■ **Aim of the task**: The answer must consist of every line in the records below that contains the string "shorts".

■ **Given entries**:

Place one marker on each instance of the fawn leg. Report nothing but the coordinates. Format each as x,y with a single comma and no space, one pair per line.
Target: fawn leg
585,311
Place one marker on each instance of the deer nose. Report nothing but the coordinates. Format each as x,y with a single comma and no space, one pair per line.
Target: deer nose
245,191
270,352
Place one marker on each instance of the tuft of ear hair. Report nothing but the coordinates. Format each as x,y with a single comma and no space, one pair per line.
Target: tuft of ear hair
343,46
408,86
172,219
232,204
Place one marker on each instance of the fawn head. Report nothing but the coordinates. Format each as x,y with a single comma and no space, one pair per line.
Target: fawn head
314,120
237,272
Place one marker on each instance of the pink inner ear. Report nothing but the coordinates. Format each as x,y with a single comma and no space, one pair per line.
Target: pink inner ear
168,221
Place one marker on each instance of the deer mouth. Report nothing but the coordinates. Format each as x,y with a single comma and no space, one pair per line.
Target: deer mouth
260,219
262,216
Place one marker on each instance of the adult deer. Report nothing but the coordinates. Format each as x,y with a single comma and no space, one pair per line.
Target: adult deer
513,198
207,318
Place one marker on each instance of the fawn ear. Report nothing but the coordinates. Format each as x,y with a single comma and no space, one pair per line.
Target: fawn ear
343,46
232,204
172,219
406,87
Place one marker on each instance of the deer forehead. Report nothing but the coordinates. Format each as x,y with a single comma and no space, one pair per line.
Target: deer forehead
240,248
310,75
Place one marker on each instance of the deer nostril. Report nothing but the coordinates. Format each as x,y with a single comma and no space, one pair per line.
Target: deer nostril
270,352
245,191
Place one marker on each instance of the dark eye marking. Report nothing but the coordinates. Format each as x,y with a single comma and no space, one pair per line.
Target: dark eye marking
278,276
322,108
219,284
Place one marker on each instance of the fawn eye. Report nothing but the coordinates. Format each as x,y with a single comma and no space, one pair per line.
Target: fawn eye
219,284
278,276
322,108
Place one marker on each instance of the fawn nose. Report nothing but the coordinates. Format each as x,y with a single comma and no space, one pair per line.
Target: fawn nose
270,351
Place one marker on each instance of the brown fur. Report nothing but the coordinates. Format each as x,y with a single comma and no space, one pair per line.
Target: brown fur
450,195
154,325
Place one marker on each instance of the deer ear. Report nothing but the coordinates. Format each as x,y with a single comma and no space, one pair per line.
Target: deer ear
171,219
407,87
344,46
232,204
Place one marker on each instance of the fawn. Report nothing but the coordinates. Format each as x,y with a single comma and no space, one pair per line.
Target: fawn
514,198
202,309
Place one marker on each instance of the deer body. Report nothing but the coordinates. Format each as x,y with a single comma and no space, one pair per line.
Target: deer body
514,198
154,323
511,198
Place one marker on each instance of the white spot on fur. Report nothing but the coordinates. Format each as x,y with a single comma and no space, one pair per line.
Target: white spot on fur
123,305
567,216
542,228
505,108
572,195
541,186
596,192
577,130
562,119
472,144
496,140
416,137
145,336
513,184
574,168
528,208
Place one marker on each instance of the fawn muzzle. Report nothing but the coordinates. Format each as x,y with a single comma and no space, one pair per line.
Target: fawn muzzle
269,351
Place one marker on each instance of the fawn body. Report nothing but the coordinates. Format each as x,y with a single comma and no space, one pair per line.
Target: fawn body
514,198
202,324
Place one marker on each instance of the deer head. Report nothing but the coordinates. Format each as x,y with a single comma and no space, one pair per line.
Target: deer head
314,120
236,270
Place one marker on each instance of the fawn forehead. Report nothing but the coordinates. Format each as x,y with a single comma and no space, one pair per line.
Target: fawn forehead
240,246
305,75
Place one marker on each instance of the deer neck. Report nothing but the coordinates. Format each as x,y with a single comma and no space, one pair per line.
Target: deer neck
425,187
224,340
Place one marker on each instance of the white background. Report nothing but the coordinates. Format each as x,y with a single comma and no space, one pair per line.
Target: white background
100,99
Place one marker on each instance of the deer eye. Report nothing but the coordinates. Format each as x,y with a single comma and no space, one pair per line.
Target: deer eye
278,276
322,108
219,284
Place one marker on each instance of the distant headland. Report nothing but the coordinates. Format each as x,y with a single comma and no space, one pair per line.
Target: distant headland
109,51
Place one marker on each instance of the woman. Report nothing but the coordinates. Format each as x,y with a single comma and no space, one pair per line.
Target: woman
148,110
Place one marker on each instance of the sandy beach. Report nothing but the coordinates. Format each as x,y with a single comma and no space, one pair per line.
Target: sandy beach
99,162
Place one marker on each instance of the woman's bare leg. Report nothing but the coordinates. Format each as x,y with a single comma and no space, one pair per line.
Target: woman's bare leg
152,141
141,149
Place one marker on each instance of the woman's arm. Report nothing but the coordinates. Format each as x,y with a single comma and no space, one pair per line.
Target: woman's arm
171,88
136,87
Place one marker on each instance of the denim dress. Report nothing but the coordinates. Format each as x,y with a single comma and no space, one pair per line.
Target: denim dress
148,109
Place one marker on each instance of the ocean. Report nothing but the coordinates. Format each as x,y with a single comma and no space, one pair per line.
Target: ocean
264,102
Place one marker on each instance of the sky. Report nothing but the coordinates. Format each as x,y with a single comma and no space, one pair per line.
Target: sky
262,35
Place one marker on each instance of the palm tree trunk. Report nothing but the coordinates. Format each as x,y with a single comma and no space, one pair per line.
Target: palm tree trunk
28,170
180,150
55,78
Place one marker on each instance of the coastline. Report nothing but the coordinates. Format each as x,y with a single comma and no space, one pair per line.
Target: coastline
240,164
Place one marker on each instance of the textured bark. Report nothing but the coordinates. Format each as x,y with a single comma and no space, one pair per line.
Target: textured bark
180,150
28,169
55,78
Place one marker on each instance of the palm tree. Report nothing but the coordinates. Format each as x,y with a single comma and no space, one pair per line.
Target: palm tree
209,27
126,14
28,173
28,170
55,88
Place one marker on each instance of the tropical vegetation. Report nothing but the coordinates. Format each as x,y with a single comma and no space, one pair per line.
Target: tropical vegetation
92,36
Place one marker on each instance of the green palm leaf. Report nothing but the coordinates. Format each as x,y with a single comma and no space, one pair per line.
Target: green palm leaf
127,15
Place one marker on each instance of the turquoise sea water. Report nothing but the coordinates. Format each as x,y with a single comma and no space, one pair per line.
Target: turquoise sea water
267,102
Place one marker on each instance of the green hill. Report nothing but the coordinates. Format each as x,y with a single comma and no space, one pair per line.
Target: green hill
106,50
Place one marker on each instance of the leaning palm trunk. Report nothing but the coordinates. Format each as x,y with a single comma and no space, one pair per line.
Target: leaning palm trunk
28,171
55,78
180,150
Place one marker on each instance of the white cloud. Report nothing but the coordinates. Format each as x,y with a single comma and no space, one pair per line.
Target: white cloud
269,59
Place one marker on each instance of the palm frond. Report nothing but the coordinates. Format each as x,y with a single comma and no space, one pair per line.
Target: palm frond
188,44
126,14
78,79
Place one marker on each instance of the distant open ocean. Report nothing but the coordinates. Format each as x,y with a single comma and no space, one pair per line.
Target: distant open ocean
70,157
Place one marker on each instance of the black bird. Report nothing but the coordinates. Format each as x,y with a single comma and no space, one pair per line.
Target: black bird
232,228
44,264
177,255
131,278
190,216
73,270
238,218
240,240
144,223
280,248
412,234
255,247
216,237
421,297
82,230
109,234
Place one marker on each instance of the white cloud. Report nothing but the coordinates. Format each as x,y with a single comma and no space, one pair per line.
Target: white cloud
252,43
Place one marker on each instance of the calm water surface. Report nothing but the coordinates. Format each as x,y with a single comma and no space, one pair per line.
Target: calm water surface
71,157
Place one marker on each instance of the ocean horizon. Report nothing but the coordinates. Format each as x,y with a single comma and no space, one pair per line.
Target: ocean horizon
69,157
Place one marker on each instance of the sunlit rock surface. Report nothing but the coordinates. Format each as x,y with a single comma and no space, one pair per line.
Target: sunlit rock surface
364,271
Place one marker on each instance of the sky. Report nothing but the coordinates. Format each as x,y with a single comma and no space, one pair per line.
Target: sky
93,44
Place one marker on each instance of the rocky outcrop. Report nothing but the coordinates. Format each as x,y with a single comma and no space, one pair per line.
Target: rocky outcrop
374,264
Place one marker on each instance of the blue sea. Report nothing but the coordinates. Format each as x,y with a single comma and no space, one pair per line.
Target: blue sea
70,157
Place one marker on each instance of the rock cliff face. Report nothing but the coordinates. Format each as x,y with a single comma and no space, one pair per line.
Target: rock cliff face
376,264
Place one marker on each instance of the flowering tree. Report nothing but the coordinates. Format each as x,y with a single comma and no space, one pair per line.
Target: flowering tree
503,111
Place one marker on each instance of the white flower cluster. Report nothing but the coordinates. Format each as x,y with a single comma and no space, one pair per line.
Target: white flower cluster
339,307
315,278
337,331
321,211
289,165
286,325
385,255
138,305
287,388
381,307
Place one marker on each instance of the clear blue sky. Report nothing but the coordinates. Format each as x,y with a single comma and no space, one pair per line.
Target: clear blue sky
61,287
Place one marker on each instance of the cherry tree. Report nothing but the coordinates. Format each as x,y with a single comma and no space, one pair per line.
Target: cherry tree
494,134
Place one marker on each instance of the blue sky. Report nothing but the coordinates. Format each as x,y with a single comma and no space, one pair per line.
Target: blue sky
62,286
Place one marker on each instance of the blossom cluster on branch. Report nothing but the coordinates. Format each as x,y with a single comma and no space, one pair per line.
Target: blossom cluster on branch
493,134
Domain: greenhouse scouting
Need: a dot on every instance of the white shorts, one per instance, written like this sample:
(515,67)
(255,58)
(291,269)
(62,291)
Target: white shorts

■ **Exercise solution**:
Need: a dot on every instance of the white shorts, one per instance, written like this sample:
Target: white shorts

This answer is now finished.